[Image-grounded pointing data]
#####

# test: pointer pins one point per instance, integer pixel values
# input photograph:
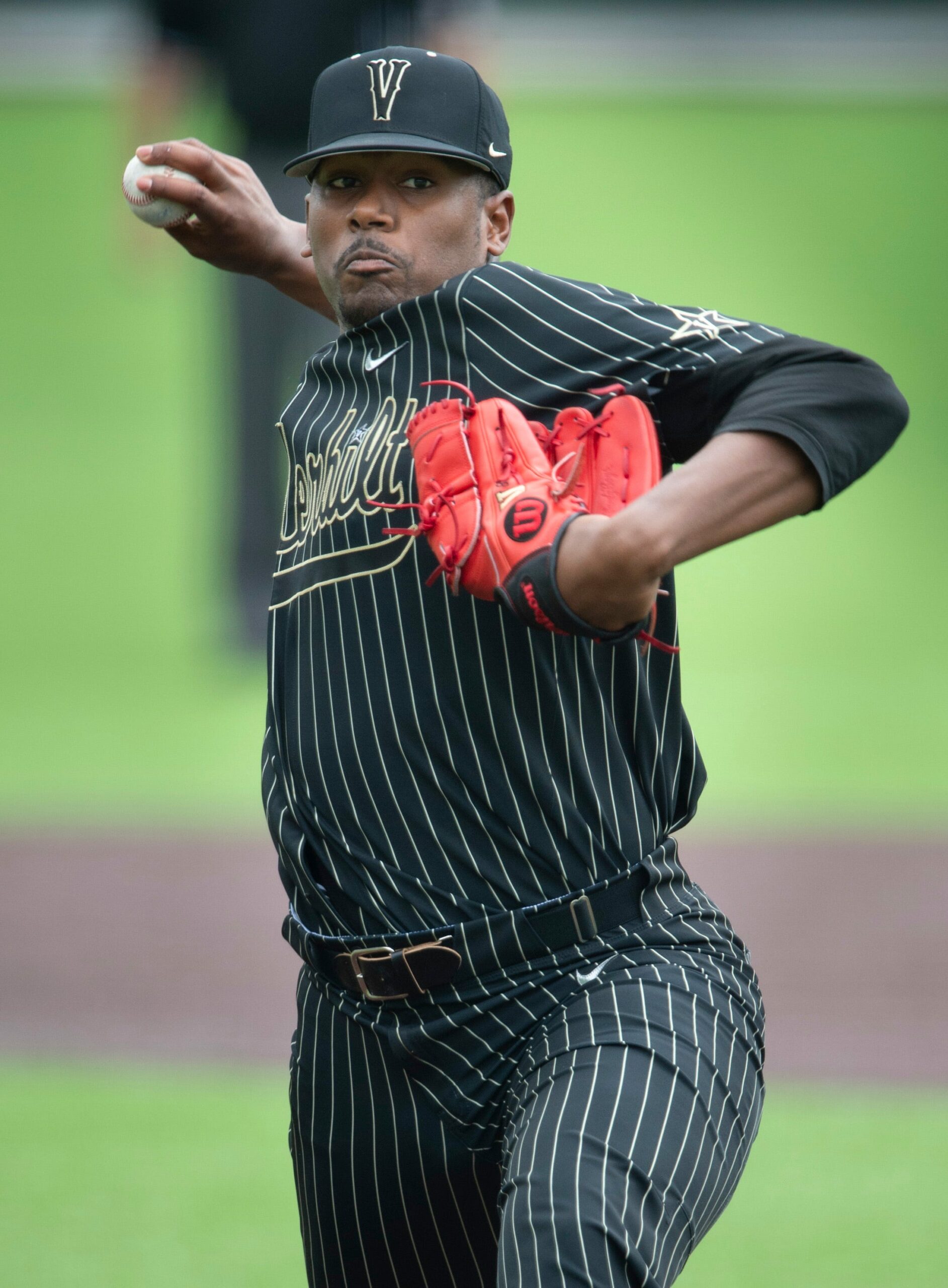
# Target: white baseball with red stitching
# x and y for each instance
(156, 212)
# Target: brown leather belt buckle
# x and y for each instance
(387, 976)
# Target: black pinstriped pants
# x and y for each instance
(623, 1131)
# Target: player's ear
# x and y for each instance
(499, 212)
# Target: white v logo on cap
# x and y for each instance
(386, 80)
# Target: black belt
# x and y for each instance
(392, 974)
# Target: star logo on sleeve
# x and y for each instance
(708, 324)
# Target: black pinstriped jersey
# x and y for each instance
(427, 758)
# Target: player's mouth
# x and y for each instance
(369, 259)
(365, 263)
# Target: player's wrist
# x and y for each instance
(281, 259)
(607, 572)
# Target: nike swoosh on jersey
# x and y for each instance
(371, 364)
(594, 973)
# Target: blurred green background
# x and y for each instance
(813, 655)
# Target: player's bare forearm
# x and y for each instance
(609, 570)
(236, 226)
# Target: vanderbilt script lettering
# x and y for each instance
(355, 464)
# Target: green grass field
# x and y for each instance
(159, 1178)
(813, 655)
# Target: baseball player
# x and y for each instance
(530, 1049)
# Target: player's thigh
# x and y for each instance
(387, 1195)
(621, 1156)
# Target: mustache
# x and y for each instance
(374, 245)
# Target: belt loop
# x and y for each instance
(584, 920)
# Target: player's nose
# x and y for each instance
(371, 209)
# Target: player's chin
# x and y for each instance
(365, 297)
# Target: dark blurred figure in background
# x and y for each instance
(266, 56)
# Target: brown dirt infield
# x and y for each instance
(168, 946)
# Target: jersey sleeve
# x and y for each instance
(703, 371)
(840, 409)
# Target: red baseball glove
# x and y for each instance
(496, 494)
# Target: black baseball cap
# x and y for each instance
(403, 100)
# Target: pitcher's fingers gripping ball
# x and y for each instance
(157, 212)
(496, 494)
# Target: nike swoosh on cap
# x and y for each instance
(371, 364)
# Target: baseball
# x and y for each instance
(156, 212)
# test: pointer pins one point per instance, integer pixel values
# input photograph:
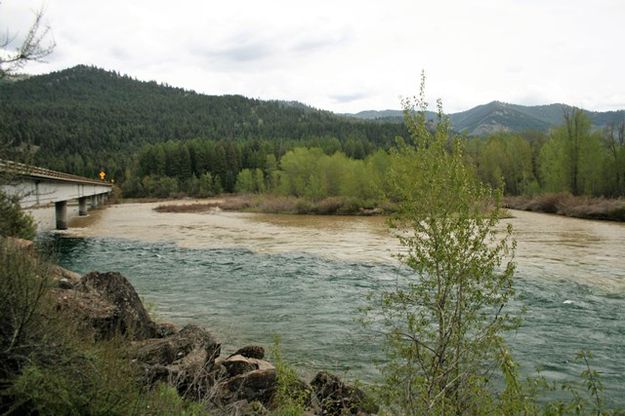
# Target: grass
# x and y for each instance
(50, 367)
(571, 206)
(266, 203)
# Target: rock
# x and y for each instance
(245, 408)
(337, 398)
(258, 385)
(166, 351)
(88, 310)
(130, 318)
(238, 364)
(22, 244)
(165, 329)
(65, 284)
(66, 278)
(251, 351)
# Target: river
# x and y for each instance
(249, 277)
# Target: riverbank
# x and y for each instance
(274, 204)
(570, 206)
(97, 327)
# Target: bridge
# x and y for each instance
(38, 187)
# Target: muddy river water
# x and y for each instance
(249, 277)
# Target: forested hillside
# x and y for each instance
(497, 117)
(84, 118)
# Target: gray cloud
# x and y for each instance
(347, 98)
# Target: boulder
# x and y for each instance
(258, 385)
(251, 351)
(166, 351)
(66, 279)
(88, 310)
(337, 398)
(130, 316)
(238, 364)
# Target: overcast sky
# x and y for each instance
(348, 56)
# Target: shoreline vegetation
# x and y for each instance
(272, 204)
(564, 204)
(87, 345)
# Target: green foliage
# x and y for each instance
(122, 115)
(572, 158)
(47, 367)
(443, 327)
(14, 222)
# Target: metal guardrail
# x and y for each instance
(21, 169)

#####

PROBLEM TO SOLVE: Print the entries above exactly, taking out only the pictures.

ANSWER SPACE:
# test: pointer pins one point per instance, integer pixel values
# input photograph:
# Target: white baseball with red stitching
# x and y for each instance
(156, 212)
# Target: brown leather belt buckle
# x and y for each instance
(387, 976)
# Target: black pinstriped pants
# x and y for each instance
(623, 1131)
# Target: player's ear
# x and y for each instance
(499, 212)
# Target: white v logo on cap
# x and y for each instance
(386, 80)
# Target: black belt
# x and y for each instance
(392, 974)
# Target: star logo on sleeve
# x and y for each instance
(708, 324)
# Target: black pinstriped jersey
# x and y for each instance
(427, 758)
# Target: player's mouth
# x and y for each instance
(369, 259)
(365, 263)
# Target: player's wrist
# x and y for each instance
(281, 259)
(607, 572)
# Target: nike swoosh on jersey
# x and y for each instance
(371, 364)
(594, 973)
# Target: blurred green background
# x and y for each instance
(813, 655)
# Target: player's bare forearm
# x and y for each instance
(609, 570)
(236, 226)
# Target: vanderbilt script lettering
# x and y for each instance
(355, 464)
# Target: green grass field
# x and y for each instance
(159, 1178)
(813, 655)
# Target: baseball player
# x and y for each instance
(530, 1049)
# Target: player's thigh
# x and y for each instance
(387, 1195)
(621, 1156)
# Target: mustache
# x and y for each instance
(374, 245)
# Target: belt loop
# x and y for each instance
(584, 920)
# Target: player's nose
# x and y for each instance
(371, 209)
# Target: player's chin
# x and y for each instance
(365, 297)
# Target: dark blurred figure in background
# x and y for each instance
(266, 56)
# Target: brown dirt infield
# x and y for each instance
(168, 946)
# Target: jersey sleeve
# x and y for each instance
(703, 371)
(840, 409)
# Target: red baseball glove
# x and y for each instance
(496, 494)
# Target: black baseball cap
# x and y for each instance
(403, 100)
# Target: pitcher's fingers gripping ball
# x and y for each instance
(157, 212)
(496, 494)
# Target: nike swoosh on cap
# x and y for each instance
(371, 364)
# Target: baseball
# x and y for each instance
(156, 212)
# test: pointer pins one point per instance, integer pixel values
# input photograph:
# Target: grass
# x and y for each instance
(50, 367)
(571, 206)
(266, 203)
# Target: rock
# x and y for each instance
(245, 408)
(337, 398)
(258, 385)
(166, 351)
(88, 310)
(130, 318)
(238, 364)
(22, 244)
(165, 329)
(65, 284)
(66, 278)
(251, 351)
# Target: river
# x and y for each instance
(249, 277)
# Target: riverbank
# x and y for each instance
(274, 204)
(570, 206)
(97, 327)
# Target: bridge
# x and y for each instance
(38, 187)
# Target: muddy river water
# x and y for each instance
(249, 277)
# Target: forested hillside
# x and y for each instance
(497, 117)
(84, 118)
# Target: gray cloud
# x and y for each instance
(347, 98)
# Target: boulder
# x and y for each instance
(258, 385)
(251, 351)
(166, 351)
(66, 279)
(88, 310)
(337, 398)
(130, 316)
(238, 364)
# Target: overcast sky
# x and y for each instance
(348, 56)
# Target: shoreline vegetation
# x and y for each instance
(272, 204)
(564, 204)
(87, 345)
# Target: green foliage
# x and y for each instance
(122, 115)
(572, 158)
(47, 367)
(443, 327)
(14, 222)
# Target: metal guardrail
# x and y for each instance
(21, 169)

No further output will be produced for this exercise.